Written task >>
Please reproduce all of the material below word for word, leaving out the pictures.

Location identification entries
★ ★ ★

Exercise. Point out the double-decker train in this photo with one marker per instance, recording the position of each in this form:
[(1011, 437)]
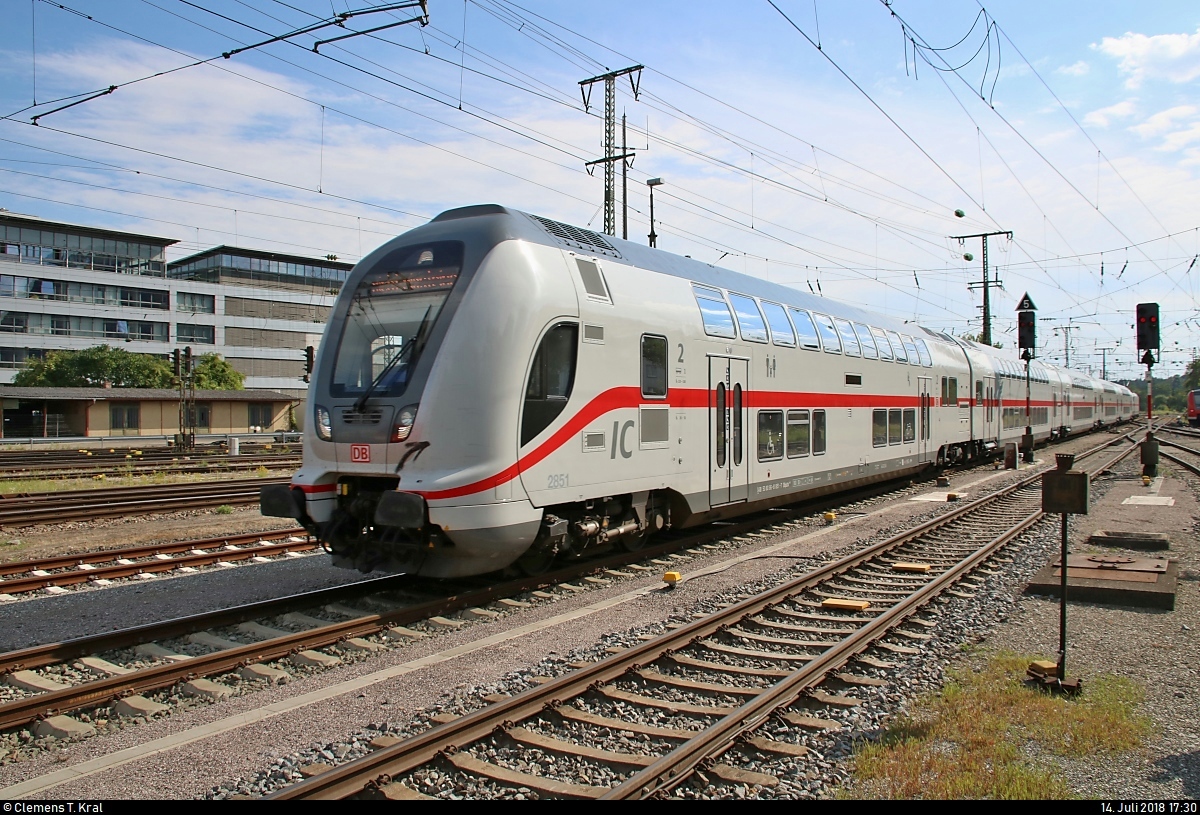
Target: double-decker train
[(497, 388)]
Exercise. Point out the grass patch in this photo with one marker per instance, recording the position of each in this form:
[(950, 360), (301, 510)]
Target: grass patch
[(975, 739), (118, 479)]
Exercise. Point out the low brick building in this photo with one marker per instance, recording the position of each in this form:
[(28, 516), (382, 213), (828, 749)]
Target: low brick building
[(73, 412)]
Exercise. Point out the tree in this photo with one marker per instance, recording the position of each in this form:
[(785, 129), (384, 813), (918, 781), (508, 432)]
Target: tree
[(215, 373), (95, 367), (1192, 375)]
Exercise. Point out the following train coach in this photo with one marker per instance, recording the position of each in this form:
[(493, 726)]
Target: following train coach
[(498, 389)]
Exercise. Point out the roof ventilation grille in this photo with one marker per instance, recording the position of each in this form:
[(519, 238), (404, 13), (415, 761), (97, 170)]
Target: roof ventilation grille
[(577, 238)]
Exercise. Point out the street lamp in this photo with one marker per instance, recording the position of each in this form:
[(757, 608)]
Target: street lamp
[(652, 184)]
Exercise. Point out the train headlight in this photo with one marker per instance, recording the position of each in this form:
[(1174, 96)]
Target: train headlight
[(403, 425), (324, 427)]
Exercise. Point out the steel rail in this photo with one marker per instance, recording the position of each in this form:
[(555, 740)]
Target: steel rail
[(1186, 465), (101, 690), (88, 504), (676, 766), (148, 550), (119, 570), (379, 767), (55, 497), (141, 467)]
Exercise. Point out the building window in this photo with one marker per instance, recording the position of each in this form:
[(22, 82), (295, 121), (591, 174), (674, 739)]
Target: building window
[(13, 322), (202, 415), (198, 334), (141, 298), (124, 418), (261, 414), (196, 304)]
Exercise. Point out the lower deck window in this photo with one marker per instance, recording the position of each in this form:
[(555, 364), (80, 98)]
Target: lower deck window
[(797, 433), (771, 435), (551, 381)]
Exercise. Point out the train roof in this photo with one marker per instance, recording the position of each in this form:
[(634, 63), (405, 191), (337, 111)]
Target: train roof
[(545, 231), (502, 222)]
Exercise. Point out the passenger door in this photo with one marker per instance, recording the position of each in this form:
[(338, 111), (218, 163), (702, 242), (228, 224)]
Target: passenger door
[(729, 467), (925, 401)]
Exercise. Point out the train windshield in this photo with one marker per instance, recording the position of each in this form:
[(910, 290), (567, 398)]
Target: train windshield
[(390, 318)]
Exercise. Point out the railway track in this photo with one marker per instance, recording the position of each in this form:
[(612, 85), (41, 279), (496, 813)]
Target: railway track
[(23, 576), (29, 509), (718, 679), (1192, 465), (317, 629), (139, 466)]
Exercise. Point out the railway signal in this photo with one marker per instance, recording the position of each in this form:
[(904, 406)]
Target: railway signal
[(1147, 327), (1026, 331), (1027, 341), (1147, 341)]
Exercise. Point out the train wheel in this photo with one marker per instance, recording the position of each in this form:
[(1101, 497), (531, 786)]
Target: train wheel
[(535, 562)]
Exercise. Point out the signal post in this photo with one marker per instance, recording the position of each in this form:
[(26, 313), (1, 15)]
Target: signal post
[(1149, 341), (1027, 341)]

★ ★ ★

The response >>
Exercise. Point out the double-decker train in this photo with one marker per instance, recording the position of each in this form:
[(1011, 437)]
Target: double-decker train
[(497, 388)]
Exercise. Point out the grass patch in this photo with one marker per instance, recording the position of each in this form:
[(950, 360), (301, 510)]
Target: grass patch
[(975, 739), (118, 479)]
Exercise. Point out the low brick building in this photo with one marker per instance, recording the position of each in this form:
[(28, 516), (382, 213), (828, 749)]
Target: low brick building
[(73, 412)]
Exercise. Point out the tree in this photo with one marker per instance, recording the position of each in this form:
[(785, 129), (384, 813), (918, 781), (508, 432)]
Target: tree
[(215, 373), (95, 367), (1192, 375)]
Exercise. Point out the following train coach in this photo with one marker per instance, recording the position of each in this form:
[(493, 726)]
Target: following train coach
[(498, 389)]
Exercise. Point out the roof ventilation grille in this photo with one marker per instance, recording the position of each in this form:
[(519, 238), (404, 13), (415, 761), (97, 170)]
Target: roof ventilation grille
[(577, 238)]
Exercise. Point out the street lamp in this photo with one marker per instance, recording the position of each in this form:
[(757, 608)]
Target: street lamp
[(652, 184)]
Exercise. Point out the train headlight in this photo with one marker per instance, recording the position of each in this form:
[(1174, 96)]
Target: train headlight
[(403, 425), (324, 427)]
Exercise. Point out the steel rail in this photo with one marker per instance, recording the position of each in this form:
[(555, 740)]
Target: steel rail
[(1186, 465), (101, 690), (88, 504), (676, 766), (148, 550), (119, 570), (379, 767), (55, 497), (141, 467)]
Exercise. Point out the building window in this photo with one marker per instance, recording the position of each in this form:
[(22, 82), (295, 121), (591, 174), (674, 739)]
Target: building window
[(13, 322), (202, 415), (198, 334), (141, 298), (124, 418), (261, 414), (196, 304)]
Exercise. Point out the lower deck window in this photo with one marker per instance, recording the position of each in this form:
[(555, 364), (80, 98)]
Target: lower deck window
[(797, 433), (771, 435), (551, 381)]
Exercise. Point out the train roof in this photo with one marker per instance, recording the position of each in this form:
[(634, 63), (405, 191), (337, 111)]
Target: train roof
[(545, 231), (502, 222)]
Exercise. Point out the passenger door in this photo with one marker per instance, recording the position of each in this form:
[(338, 111), (218, 163), (702, 242), (228, 224)]
Target: passenger door
[(729, 467), (925, 401)]
Exercise. Point out the train windshield in this photo with one marker per instance, recording the position of each in this form:
[(910, 290), (567, 398)]
Target: train windshield
[(390, 318)]
Exercise. Point out the railway track in this photo with one marker per instance, recording the position of each in this form:
[(612, 85), (41, 279), (496, 813)]
Target: railway track
[(23, 576), (29, 509), (718, 679), (1192, 465), (317, 629), (139, 466)]
Exercise. Point out the railway signal in this photo with one marker per instance, recording the position of each in this form:
[(904, 406)]
Target: railway signal
[(1147, 327), (1026, 331), (1027, 341), (1147, 341)]
Exercise. Point out the train wheel in this photo with one marker per instance, recording the position of each in this form:
[(1101, 497), (531, 786)]
Target: train wheel
[(535, 562)]
Exercise. Point out the signal post in this photo with one marker per instance, recording the position of each in this form:
[(26, 313), (1, 15)]
Target: signal post
[(1149, 341), (1027, 341)]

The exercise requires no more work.